• [Region pointing data]:

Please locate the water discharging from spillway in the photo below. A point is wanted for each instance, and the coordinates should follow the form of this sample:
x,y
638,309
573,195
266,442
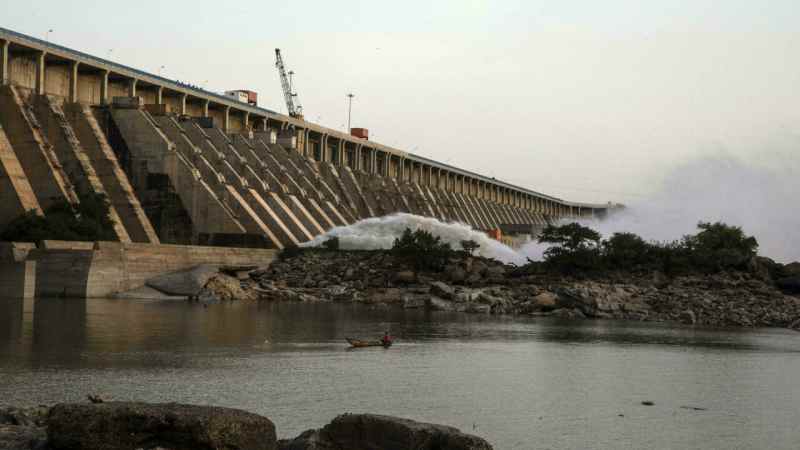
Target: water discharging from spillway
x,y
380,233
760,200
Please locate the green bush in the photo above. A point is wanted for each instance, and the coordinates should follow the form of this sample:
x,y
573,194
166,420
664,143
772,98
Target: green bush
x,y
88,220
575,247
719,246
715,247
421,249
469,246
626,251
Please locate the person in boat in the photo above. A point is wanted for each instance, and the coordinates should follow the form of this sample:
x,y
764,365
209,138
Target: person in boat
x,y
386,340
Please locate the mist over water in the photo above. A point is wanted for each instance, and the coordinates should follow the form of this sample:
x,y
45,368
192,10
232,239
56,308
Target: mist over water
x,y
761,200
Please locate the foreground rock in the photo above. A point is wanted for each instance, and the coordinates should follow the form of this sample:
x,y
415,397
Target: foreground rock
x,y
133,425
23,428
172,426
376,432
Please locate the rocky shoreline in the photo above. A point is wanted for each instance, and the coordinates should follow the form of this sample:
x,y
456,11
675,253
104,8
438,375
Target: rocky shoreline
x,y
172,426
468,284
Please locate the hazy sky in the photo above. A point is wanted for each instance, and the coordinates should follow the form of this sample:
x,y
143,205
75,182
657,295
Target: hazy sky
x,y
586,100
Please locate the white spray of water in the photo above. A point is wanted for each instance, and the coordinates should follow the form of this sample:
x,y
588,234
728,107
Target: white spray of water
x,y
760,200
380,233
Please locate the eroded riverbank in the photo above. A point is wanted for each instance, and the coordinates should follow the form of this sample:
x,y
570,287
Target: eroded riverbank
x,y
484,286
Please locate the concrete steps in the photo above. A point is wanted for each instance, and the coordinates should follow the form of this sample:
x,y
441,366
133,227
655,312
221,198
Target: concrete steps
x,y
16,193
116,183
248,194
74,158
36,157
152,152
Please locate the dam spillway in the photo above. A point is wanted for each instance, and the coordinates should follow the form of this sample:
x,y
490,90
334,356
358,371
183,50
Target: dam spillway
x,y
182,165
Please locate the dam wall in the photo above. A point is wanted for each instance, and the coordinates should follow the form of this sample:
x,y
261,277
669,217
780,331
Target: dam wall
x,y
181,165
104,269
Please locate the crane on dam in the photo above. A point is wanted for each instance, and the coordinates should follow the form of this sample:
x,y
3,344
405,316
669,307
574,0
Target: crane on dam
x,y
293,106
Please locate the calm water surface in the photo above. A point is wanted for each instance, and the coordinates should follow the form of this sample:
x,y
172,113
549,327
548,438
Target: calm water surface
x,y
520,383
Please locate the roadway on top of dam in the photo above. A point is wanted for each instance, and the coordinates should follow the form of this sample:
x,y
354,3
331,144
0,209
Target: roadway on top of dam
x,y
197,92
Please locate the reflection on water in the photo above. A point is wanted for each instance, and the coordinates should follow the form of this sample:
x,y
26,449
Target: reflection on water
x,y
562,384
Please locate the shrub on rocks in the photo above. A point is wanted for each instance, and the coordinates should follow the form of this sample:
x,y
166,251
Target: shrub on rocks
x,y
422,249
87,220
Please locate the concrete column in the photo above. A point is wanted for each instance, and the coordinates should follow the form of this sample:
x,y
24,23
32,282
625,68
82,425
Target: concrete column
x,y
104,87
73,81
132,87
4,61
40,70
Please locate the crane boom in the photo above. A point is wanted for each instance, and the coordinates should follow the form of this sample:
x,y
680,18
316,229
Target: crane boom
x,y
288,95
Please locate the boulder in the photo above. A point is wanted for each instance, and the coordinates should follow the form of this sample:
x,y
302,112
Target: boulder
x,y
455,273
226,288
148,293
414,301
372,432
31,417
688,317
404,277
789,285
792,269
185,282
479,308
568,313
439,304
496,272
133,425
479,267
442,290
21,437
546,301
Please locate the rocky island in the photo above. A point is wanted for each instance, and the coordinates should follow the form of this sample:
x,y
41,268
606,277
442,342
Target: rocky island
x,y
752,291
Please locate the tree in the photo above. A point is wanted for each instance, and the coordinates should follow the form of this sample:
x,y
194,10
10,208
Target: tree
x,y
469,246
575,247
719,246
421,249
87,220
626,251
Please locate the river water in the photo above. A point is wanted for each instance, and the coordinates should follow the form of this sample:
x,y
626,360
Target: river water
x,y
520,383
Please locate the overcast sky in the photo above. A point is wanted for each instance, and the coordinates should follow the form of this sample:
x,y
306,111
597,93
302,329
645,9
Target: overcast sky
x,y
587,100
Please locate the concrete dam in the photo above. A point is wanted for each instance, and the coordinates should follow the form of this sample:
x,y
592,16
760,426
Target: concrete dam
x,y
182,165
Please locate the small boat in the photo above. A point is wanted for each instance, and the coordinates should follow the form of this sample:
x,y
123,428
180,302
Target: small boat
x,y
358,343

• [Exercise prompt]: Every line above is to be written out unchanged, with the pictures omitted.

• [Finished task]:
Please locate the water discharging from spillway in the photo below. A point is wanted for each instance, and the coordinates should follow the form of this sample:
x,y
638,309
573,195
266,442
Target: water discharging from spillway
x,y
380,233
760,200
Please locate the green bush in the photo above. A point is wanted for each instance, and the coordinates should follow the form of this sample:
x,y
573,194
166,420
664,143
772,98
Target: green bush
x,y
88,220
575,247
719,246
715,247
421,249
469,246
626,251
Please locate the person in boat in the photo above. A point is wanted for each instance, and the coordinates should follow the form of this sample:
x,y
764,365
209,138
Target: person in boat
x,y
386,340
Please locate the mist over water in the photo above. A point is wanted for each instance, and the coordinates should follow the form of this sample:
x,y
45,368
192,10
232,239
56,308
Target: mist over water
x,y
761,200
Please locate the foreground rock in the photo above. A point is wanted for each instance, and the coordinates should follow the form of this sample:
x,y
415,397
Target: foreground rock
x,y
133,425
23,428
172,426
376,432
Please locate the rocky shoreline in the photo above. A point is wanted for each instance, and the coordinates should follow the form of this sample:
x,y
456,11
675,253
104,8
438,375
Target: rocky shoreline
x,y
172,426
468,284
Please locate the hazy sky in the photo above. A point is wanted for each instance, and the coordinates should follow the form of this sample:
x,y
143,205
75,182
657,295
Target: hazy sky
x,y
586,100
Please locate the white spray of water in the photo above. A point is wanted for each instance, and the coordinates should follow the form of this sample:
x,y
588,234
728,107
Target: white spray of water
x,y
760,200
380,233
Please locate the eroded riverbank in the photo above. A point is wanted for each instance, and the coordinates should follow the form of this sample:
x,y
570,287
Target: eroded riverbank
x,y
484,286
Please locate the concrete steps in the photo above. A point is wanted for each instance, and the coordinates should follow the form of this sample:
x,y
441,366
133,227
655,312
221,198
Target: concrete steps
x,y
16,193
116,183
248,194
74,158
36,157
152,152
Please locate the dam spillway in the photo above. A point is wanted for each instance, and the coordinates should follow the form of this sample:
x,y
490,90
334,356
358,371
183,50
Target: dam spillway
x,y
182,165
Please locate the dam wall in the photo above. A point is wanted for each instance, and the coordinates should follow the form of this sample:
x,y
261,277
669,217
780,331
Target: dam wall
x,y
181,165
104,269
Please locate the crane on dam in the photo above. A point is wanted for each instance, and the coordinates should follow the form of this sample:
x,y
3,344
405,316
669,307
574,0
Target: crane on dam
x,y
293,106
Please locate the calm water surface in the photo above. A point is wanted for each instance, and the coordinates should follow the form of this sample:
x,y
172,113
549,327
548,438
Target: calm water surface
x,y
520,383
Please locate the roadway on top of dam in the photo above. A point is wanted for each instance, and the coordinates should follow the form of this sample:
x,y
354,3
331,144
0,209
Target: roadway on top of dam
x,y
197,92
Please locate the reflection on water in the photo above. A point is wanted for each instance, and the coordinates should follow the form of this sample:
x,y
26,449
Target: reflection on water
x,y
562,384
Please locate the shrub on rocks in the photo above. A point is wanted for each instance, and the coordinates should follow the form of this sample:
x,y
166,251
Target: shrub on rocks
x,y
422,249
87,220
Please locate the concrete column in the photo above. A point is wanted for each instance, and the coordinates should follow the form of this sample:
x,y
24,23
32,282
625,68
82,425
Target: concrete column
x,y
104,87
73,81
132,87
4,61
40,70
Please locate the crane boom in the photo above. A point is wanted for each instance, and the coordinates should follow the form of this sample:
x,y
680,18
316,229
Target: crane boom
x,y
288,95
Please locate the boulder in the photo above. A point is wanted for each instance, and the coordinates should follow the form of this sample:
x,y
302,112
Target: boulder
x,y
455,273
226,288
148,293
414,301
372,432
31,417
688,317
404,277
789,285
792,269
185,282
479,308
568,313
439,304
496,272
133,425
479,267
442,290
21,437
546,301
Please locate the rocky island in the photo above. A point is wanted for each instance, and the coordinates should follow the form of this sample:
x,y
41,268
606,277
442,342
Target: rocky island
x,y
752,291
Please locate the tree in the photo above. A point is wanted for each instance, and the coordinates should follow the form of this sample:
x,y
194,10
10,208
Target: tree
x,y
469,246
575,247
719,246
421,249
87,220
626,251
Please locate the river water in the photo above. A point is wanted for each instance, and the coordinates should follow the form of this sample:
x,y
626,360
Target: river water
x,y
520,383
Please locate the overcast sky in the photo above. A point is wanted for each instance, and the coordinates should follow the form of this sample:
x,y
306,111
597,93
302,329
645,9
Target: overcast sky
x,y
587,100
Please locate the concrete dam in the photo above. A point is wanted for each instance, and the coordinates should follow the form of this sample:
x,y
592,16
760,426
Target: concrete dam
x,y
182,165
Please locate the small boat in the photo above. A point is wanted for each instance, and the coordinates should follow the form of this sample:
x,y
123,428
180,302
Target: small boat
x,y
358,343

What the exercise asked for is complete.